[Saved entries]
####################

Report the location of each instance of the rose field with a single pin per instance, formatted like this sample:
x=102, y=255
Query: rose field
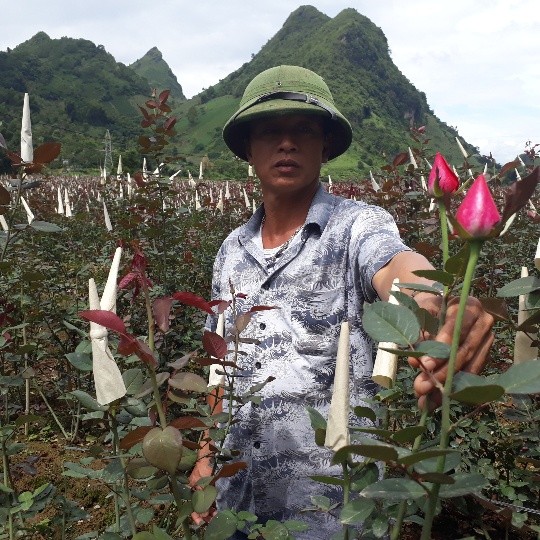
x=104, y=292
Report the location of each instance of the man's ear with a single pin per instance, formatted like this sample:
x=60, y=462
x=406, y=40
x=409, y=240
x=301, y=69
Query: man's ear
x=326, y=146
x=247, y=148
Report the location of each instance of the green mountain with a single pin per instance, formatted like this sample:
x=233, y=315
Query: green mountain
x=77, y=91
x=352, y=55
x=158, y=73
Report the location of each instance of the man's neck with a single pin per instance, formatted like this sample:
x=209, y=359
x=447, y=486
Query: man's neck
x=284, y=214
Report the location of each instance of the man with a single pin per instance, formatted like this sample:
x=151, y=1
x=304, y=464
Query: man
x=317, y=258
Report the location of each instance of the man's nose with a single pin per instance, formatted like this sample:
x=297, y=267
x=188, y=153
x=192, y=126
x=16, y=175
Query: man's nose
x=287, y=140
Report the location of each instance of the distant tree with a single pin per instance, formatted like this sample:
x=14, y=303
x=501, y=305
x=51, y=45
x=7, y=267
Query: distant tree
x=192, y=115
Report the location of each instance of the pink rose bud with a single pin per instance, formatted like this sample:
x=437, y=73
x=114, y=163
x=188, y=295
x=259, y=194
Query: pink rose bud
x=477, y=213
x=442, y=179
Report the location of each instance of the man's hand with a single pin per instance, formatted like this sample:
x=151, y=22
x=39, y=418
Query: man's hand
x=475, y=342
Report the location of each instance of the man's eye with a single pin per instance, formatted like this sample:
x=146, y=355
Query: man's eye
x=306, y=130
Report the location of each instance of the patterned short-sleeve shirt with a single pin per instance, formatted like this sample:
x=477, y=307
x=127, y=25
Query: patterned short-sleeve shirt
x=321, y=279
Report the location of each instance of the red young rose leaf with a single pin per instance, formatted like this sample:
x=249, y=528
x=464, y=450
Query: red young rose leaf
x=5, y=197
x=105, y=318
x=214, y=344
x=215, y=361
x=242, y=321
x=187, y=422
x=229, y=469
x=47, y=152
x=164, y=96
x=143, y=351
x=144, y=112
x=134, y=437
x=519, y=193
x=400, y=159
x=169, y=123
x=14, y=157
x=139, y=179
x=222, y=305
x=127, y=345
x=128, y=279
x=193, y=300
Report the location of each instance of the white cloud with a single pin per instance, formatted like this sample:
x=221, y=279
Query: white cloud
x=475, y=61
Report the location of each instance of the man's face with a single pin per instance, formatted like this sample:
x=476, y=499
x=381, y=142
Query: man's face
x=287, y=152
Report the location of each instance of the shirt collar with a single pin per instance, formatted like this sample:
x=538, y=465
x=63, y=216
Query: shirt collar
x=319, y=213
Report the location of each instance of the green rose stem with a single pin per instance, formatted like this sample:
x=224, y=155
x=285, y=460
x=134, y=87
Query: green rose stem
x=159, y=406
x=403, y=505
x=125, y=486
x=475, y=247
x=444, y=229
x=151, y=346
x=7, y=483
x=444, y=246
x=346, y=493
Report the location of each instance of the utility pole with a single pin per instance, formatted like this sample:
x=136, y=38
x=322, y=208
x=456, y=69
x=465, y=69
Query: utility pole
x=107, y=162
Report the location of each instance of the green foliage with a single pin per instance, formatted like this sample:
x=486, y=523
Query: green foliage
x=157, y=72
x=77, y=91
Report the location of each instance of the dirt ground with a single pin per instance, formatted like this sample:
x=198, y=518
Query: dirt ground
x=41, y=462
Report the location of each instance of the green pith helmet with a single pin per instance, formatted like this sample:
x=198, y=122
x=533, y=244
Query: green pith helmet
x=285, y=90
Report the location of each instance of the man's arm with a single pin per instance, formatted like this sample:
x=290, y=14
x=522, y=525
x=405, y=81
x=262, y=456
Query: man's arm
x=476, y=336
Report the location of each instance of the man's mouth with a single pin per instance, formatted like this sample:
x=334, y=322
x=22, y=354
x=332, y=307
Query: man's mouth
x=286, y=164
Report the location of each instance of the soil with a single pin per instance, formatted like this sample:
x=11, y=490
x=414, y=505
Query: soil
x=41, y=462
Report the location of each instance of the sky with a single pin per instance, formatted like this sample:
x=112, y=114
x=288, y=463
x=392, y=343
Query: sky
x=476, y=61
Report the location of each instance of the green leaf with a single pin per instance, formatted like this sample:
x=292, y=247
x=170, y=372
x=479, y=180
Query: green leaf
x=45, y=226
x=521, y=378
x=133, y=379
x=476, y=395
x=475, y=389
x=384, y=321
x=380, y=452
x=82, y=362
x=464, y=483
x=365, y=412
x=520, y=286
x=203, y=499
x=394, y=489
x=429, y=465
x=423, y=455
x=433, y=289
x=405, y=300
x=437, y=478
x=331, y=480
x=441, y=276
x=435, y=349
x=529, y=325
x=356, y=511
x=317, y=419
x=189, y=382
x=408, y=434
x=88, y=401
x=223, y=526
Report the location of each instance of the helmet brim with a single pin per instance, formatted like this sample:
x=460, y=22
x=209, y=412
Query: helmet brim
x=236, y=132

####################

- [WORK REQUEST] Each entry above is to be written out exactly. The pictures stay out.

- [FINAL ANSWER]
Report the location of each instance of the rose field with a single pin per instance, formatted like this sample:
x=102, y=255
Query: rose field
x=104, y=292
Report the location of each instance of the man's ear with a single pin per instance, formatted like this sample:
x=60, y=462
x=406, y=40
x=409, y=240
x=301, y=69
Query: man's ear
x=326, y=146
x=247, y=148
Report the location of each instance of the green mountain with a single pin per instance, formatted like this sample:
x=233, y=315
Query: green mountain
x=77, y=91
x=352, y=55
x=158, y=73
Report the location of each instance of the man's neck with a single pin per instance, formatted like this sample:
x=209, y=359
x=447, y=486
Query: man's neck
x=284, y=214
Report the location of each instance of the man with a single pin per instance, formatted like this sample:
x=151, y=1
x=304, y=464
Query: man
x=317, y=258
Report the location of each instance of the man's nose with a single pin per instance, formatted like this sample:
x=297, y=267
x=188, y=153
x=192, y=126
x=16, y=175
Query: man's nose
x=287, y=140
Report the location of each instance of the distant tree with a single pin per instance, formatted like this sample:
x=14, y=303
x=501, y=305
x=51, y=45
x=7, y=267
Query: distant tree
x=192, y=115
Report the location of each instance of the pink rose bud with a single pin per instance, formatted like this sample:
x=437, y=73
x=114, y=163
x=188, y=295
x=259, y=194
Query: pink rose bud
x=477, y=213
x=442, y=179
Report the location of each instance of the man's hand with a single pin per instance, formatted like this sample:
x=151, y=22
x=39, y=418
Query: man's hand
x=475, y=342
Report the location of each instance of the man's eye with a single pin per instance, formatted like this sample:
x=146, y=355
Query: man's eye
x=306, y=130
Report the location of each instance of the patterned short-sleeve shirt with a single pin per instance, formatted like this sample:
x=477, y=307
x=127, y=25
Query: patterned short-sleeve shirt
x=321, y=279
Report the location of each instance of the red young rose leaf with a single pin per instance, formatted like this sample:
x=249, y=528
x=464, y=450
Query: red young rose leaf
x=5, y=197
x=105, y=318
x=214, y=344
x=215, y=361
x=242, y=321
x=187, y=422
x=229, y=469
x=47, y=152
x=164, y=96
x=143, y=351
x=144, y=112
x=134, y=437
x=519, y=193
x=400, y=159
x=169, y=123
x=14, y=157
x=139, y=179
x=222, y=305
x=127, y=345
x=128, y=279
x=193, y=300
Report the location of each instance of the white cloud with a single pin per instance, formatted like this sample:
x=221, y=279
Query: white cloud
x=475, y=61
Report the location of each instance of the man's face with a single pin per instance, formatted like this sample:
x=476, y=499
x=381, y=142
Query: man's face
x=287, y=152
Report the location of each instance of the shirt collar with a single pin per instance, formatted like this sample:
x=538, y=465
x=63, y=216
Query: shirt collar
x=319, y=213
Report the location of each instance of the green rose stem with a single pin per instance, formatted like this sample:
x=224, y=155
x=285, y=460
x=134, y=87
Query: green rose stem
x=159, y=406
x=403, y=505
x=125, y=486
x=475, y=247
x=444, y=229
x=151, y=346
x=7, y=483
x=444, y=246
x=346, y=493
Report the location of each instance of the utility pole with a single pin per instance, formatted like this sample:
x=136, y=38
x=322, y=208
x=456, y=69
x=465, y=69
Query: utility pole
x=107, y=162
Report the location of each instance of the green foliage with a single pin per instance, formatted like this sample:
x=486, y=523
Query: green foliage
x=157, y=72
x=77, y=91
Report the location of each instance of the dirt ground with a single pin per instance, formatted like this sample:
x=198, y=518
Query: dirt ground
x=41, y=462
Report the location of each instance of the green pith helmet with a single pin per instance, formatted like this sample:
x=198, y=122
x=533, y=244
Query: green pith helmet
x=285, y=90
Report the location of each instance of the man's arm with a single pin per instance, formatted like this sample:
x=290, y=14
x=522, y=525
x=405, y=81
x=262, y=456
Query: man's arm
x=476, y=336
Report the location of each instance of the man's mouth with a single pin per instance, formatted like this sample:
x=334, y=322
x=22, y=354
x=332, y=307
Query: man's mouth
x=286, y=164
Report the location of each instance of the soil with a single pin per instance, formatted like this sample:
x=11, y=490
x=414, y=505
Query: soil
x=41, y=462
Report the location of each instance of the sky with a single pin per instance, formatted like this sample:
x=112, y=114
x=288, y=463
x=392, y=343
Query: sky
x=476, y=61
Report the location of each instance of the green leaf with a single pin per instance, formatted like this sample:
x=292, y=247
x=170, y=372
x=479, y=180
Query: green leaf
x=45, y=226
x=521, y=378
x=133, y=379
x=476, y=395
x=475, y=389
x=384, y=321
x=380, y=452
x=82, y=362
x=464, y=483
x=365, y=412
x=520, y=286
x=203, y=499
x=394, y=489
x=429, y=465
x=423, y=455
x=433, y=289
x=405, y=300
x=437, y=478
x=331, y=480
x=441, y=276
x=435, y=349
x=529, y=325
x=356, y=511
x=317, y=419
x=189, y=382
x=408, y=434
x=88, y=401
x=223, y=526
Report the location of each instance of the helmet brim with a single pin per instance, formatted like this sample:
x=460, y=22
x=209, y=412
Query: helmet brim
x=236, y=132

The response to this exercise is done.